___ Document excerpt ___

This has been added to the aqm package.

g0+ stat_summary(fun.data = aqm::median_cl_boot, geom = "errorbar") + stat_summary(fun.y = median, geom = "point")

10.9 Scatterplots

Scatterplots can be built up in a similar manner. We first need to define the aesthetics. In this case there are clearly a and y coordinates that need to be mapped to the names of the variables.

g0 <- ggplot(d,aes(x=Lshell,y=BTVolume))

g0+geom_point()

10.10 Adding a regression line

It is very easy to add a regression line with confidence intervals to the plot.

g0+geom_point()+geom_smooth(method = "lm", se = TRUE)

Although the syntax reads “se=TRUE” this refers to 95% confidence intervals.

10.11 Grouping and conditioning

There are various ways of plotting regressions for each site. We could define a colour aesthetic that will automatically group the data and then plot all the lines as one figure.

g0 <- ggplot(d,aes(x=Lshell,y=BTVolume,colour=Site))
g1<-g0+geom_point()+geom_smooth(method = "lm", se = TRUE)
g2<-g1+geom_point(aes(col=factor(Site)))
g2

This can be split into panels using facet wrapping.

g2+facet_wrap(~Site)

10.12 Curvilinear relationships

Many models involving two variables can be visualised using ggplot.

___

Work to do:
1. Answer these questions using the ggplot excerpt.
(a) According to the excerpt, what does the setting "se=TRUE" refer to?
(b) Which variables are mapped to x and y in the scatterplot code?
(c) What technique does the excerpt use to split the grouped plot into panels?
2. Carry on writing the ggplot excerpt, starting after its final sentence about models involving two variables.
The items that come next are separate material and are unrelated to the ggplot excerpt.

___ Data shown ___

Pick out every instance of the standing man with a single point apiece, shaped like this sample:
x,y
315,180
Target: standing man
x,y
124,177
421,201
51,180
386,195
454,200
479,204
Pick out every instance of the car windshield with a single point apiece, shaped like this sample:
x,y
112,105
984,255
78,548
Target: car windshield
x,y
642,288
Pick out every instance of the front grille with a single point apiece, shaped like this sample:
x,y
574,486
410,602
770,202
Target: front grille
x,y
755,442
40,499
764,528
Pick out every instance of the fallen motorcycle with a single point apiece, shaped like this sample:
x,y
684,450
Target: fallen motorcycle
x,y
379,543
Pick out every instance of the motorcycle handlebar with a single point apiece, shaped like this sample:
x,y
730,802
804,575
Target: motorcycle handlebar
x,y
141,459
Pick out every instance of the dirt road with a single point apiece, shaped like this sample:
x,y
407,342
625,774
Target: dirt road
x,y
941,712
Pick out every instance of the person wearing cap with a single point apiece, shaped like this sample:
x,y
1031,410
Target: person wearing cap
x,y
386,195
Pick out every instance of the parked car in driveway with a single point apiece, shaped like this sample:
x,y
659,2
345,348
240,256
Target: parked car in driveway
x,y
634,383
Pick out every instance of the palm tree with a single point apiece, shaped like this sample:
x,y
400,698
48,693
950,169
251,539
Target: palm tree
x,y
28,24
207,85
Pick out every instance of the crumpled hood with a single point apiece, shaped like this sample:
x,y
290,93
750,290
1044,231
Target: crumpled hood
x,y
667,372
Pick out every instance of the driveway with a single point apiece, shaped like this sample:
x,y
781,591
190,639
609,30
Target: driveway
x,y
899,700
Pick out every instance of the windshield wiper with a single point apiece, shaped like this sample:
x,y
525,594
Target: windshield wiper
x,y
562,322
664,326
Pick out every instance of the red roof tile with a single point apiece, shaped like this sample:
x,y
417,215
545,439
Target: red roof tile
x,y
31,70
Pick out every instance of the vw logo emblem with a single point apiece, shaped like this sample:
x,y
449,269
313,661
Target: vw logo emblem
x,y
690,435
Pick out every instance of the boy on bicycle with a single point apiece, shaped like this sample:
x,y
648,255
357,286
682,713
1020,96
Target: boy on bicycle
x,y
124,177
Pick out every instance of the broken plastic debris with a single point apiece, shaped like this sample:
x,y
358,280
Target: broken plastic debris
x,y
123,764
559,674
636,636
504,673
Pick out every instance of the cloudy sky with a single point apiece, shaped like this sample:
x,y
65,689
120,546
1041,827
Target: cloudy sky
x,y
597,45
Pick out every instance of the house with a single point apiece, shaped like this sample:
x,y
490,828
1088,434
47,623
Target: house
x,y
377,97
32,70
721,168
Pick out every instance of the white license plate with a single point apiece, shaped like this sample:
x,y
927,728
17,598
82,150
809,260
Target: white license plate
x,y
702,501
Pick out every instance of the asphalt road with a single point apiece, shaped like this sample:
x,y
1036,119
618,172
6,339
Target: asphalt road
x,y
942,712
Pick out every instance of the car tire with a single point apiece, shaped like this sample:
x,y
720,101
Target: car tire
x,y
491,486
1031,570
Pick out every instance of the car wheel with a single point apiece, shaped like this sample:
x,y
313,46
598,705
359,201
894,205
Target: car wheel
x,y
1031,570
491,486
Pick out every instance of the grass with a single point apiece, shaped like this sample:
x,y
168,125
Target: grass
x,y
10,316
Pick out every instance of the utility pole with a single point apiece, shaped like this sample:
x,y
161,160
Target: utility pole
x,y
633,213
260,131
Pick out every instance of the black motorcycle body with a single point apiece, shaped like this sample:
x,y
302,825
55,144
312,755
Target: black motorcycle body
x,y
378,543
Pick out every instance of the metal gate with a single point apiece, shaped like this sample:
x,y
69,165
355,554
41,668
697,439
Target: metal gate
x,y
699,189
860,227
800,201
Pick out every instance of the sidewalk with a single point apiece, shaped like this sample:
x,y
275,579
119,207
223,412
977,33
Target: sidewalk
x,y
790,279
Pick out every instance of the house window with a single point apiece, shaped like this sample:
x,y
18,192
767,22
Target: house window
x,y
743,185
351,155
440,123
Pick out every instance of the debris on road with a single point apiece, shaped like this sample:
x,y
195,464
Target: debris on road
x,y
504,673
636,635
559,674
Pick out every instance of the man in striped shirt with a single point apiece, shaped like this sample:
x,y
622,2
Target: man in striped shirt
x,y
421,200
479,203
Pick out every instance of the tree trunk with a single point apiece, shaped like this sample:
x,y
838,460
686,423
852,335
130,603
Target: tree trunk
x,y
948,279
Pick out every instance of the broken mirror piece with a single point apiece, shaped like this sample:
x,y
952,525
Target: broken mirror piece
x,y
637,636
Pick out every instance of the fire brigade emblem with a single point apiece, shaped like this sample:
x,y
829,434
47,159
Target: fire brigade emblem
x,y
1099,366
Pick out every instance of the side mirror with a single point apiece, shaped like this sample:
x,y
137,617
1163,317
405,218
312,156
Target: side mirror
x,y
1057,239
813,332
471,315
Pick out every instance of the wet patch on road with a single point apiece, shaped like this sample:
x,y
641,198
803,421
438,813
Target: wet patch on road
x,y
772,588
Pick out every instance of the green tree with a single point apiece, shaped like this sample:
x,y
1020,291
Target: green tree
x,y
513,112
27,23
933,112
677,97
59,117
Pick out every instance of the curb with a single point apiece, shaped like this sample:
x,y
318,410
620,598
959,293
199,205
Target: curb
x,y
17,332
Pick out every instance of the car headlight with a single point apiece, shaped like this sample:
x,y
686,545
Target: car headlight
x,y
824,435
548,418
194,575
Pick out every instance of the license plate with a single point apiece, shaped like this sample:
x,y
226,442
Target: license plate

___

Written responses:
1.
(a) It refers to 95% confidence intervals.
(b) Lshell is mapped to x, and BTVolume is mapped to y.
(c) It uses facet wrapping, with the code g2+facet_wrap(~Site).

2.
d<-read.csv(system.file("extdata", "marineinverts.csv", package = "aqm"))
str(d)

## 'data.frame':    45 obs. of  4 variables:
##  $ richness: int  0 2 8 13 17 10 10 9 19 8 ...
##  $ grain   : num  450 370 192 194 197 ...
##  $ height  : num  2.255 0.865 1.19 -1.336 -1.334 ...
##  $ salinity: num  27.1 27.1 29.6 29.4 29.6 29.4 29.4 29.6 29.6 29.6 ...

g0<-ggplot(d,aes(x=grain,y=richness))
g1<-g0+geom_point()+geom_smooth(method="lm", se=TRUE)
g1

g2<-g0+geom_point()+geom_smooth(method="lm",formula=y~x+I(x^2), se=TRUE)
g2

g3<-g0+geom_point()+geom_smooth(method="loess", se=TRUE)
g3

You can also use a gam directly.

g4<-g0+geom_point()+stat_smooth(method = "gam", formula = y ~ s(x))
g4

The plots can be arranged on a single page using the multiplot function taken from a cookbook for R.

multiplot(g1,g2,g3,g4,cols=2)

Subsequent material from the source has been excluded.